■ **Given exercise 1**: Rewrite the passage of the article on the attorney general's opinion between "On Tuesday, Reyes" and "for special elections.", inclusive, replacing "bill file" with "legislative file".

-- start of Quoted text --

Legislators fumed and blasted Herbert and Reyes for withholding that opinion. The Salt Lake Tribune sought the document through an open-records request. The Utah Records Committee eventually ruled unanimously that the public interest in the document outweighed the privacy interest, and ordered the opinion released to the newspaper. But Reyes then challenged that in 3rd District Court, arguing that the Records Committee order was tainted because it was signed by Holly Richardson, who also writes columns for The Tribune.
On Tuesday, Reyes released a letter sent to him last week by Herbert, House Speaker Greg Hughes and Senate President Wayne Niederhauser. They jointly agreed that since the election won by new Rep. John Curtis was over, differences about the procedure “that resulted in his election are moot” — showing Herbert no longer need fear legal action from the Legislature.
They encouraged Reyes to release the opinion because it “may be of use to the legislative process as lawmakers contemplate the process for elections to fill congressional vacancies.” Rep Jeremy Peterson, R-Ogden, has opened a bill file to rewrite the rules for special elections.
Tuesday, Reyes did release the long-secret opinion, summarizing in an accompanying letter that “Herbert’s actions appear to have been within his statutory and constitutional authority.”
So why didn’t Reyes and Herbert decide to release that much sooner?
“At its core was our ability to effectively represent the executive branch, and not be compelled to potentially harm a client,” Reyes wrote.
“Inappropriately providing analysis that could be used by a possible opponent [the Legislature], especially over the objection of our client, would damage our ability to defend them. It would also potentially violate our oath and ethical obligation to adhere of the Rules of Professional conduct,” Reyes wrote.
The Utah Constitution says that the attorney general is the legal adviser to the executive branch, but a state law says that the AG “shall” provide written legal opinions requested by the Legislature.
Reyes said “our office had no clear ethical path forward. In that environment, I was not willing to ask my attorneys to step into the breach. I was also unwilling to potentially harm a client to whom I have legal, ethical and constitutional responsibilities.”
Reyes said now that the threat of lawsuits “is behind us and our client has waived the conflict of interest,” barriers blocking release of the document “have been removed.”
Hughes and Niederhauser released a statement Tuesday thanking Herbert and Reyes for releasing the opinion, and said it will help its work in the upcoming legislative session to write permanent rules to govern future special sessions. “Of course, we would have liked it earlier,” Niederhauser said in an interview.

-- end of Quoted text --

■ **Given exercise 2**: State how many lines of the records below contain the string "pixel", treating case as significant. Give only the number.

-- start of Material for this exercise --

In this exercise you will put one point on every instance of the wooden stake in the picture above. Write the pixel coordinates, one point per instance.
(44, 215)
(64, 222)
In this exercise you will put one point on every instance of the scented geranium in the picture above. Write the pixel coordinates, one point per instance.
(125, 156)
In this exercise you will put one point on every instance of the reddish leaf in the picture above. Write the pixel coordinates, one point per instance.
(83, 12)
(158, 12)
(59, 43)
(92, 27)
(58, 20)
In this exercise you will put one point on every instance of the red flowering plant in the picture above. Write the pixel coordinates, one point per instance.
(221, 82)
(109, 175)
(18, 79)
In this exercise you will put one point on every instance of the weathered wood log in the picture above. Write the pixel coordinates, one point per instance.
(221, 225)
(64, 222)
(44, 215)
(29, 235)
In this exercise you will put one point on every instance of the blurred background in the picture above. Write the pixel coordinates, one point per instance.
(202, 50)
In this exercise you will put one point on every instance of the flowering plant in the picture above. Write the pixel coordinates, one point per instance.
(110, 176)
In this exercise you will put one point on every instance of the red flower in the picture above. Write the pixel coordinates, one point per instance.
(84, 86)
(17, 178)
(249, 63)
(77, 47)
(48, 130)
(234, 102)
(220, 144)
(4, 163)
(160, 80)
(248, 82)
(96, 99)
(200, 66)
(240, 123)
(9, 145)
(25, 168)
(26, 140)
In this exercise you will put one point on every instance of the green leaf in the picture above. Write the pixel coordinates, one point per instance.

-- end of Material for this exercise --

■ **Task response 1**:
On Tuesday, Reyes released a letter sent to him last week by Herbert, House Speaker Greg Hughes and Senate President Wayne Niederhauser. They jointly agreed that since the election won by new Rep. John Curtis was over, differences about the procedure “that resulted in his election are moot” — showing Herbert no longer need fear legal action from the Legislature.
They encouraged Reyes to release the opinion because it “may be of use to the legislative process as lawmakers contemplate the process for elections to fill congressional vacancies.” Rep Jeremy Peterson, R-Ogden, has opened a legislative file to rewrite the rules for special elections.

■ **Task response 2**: 9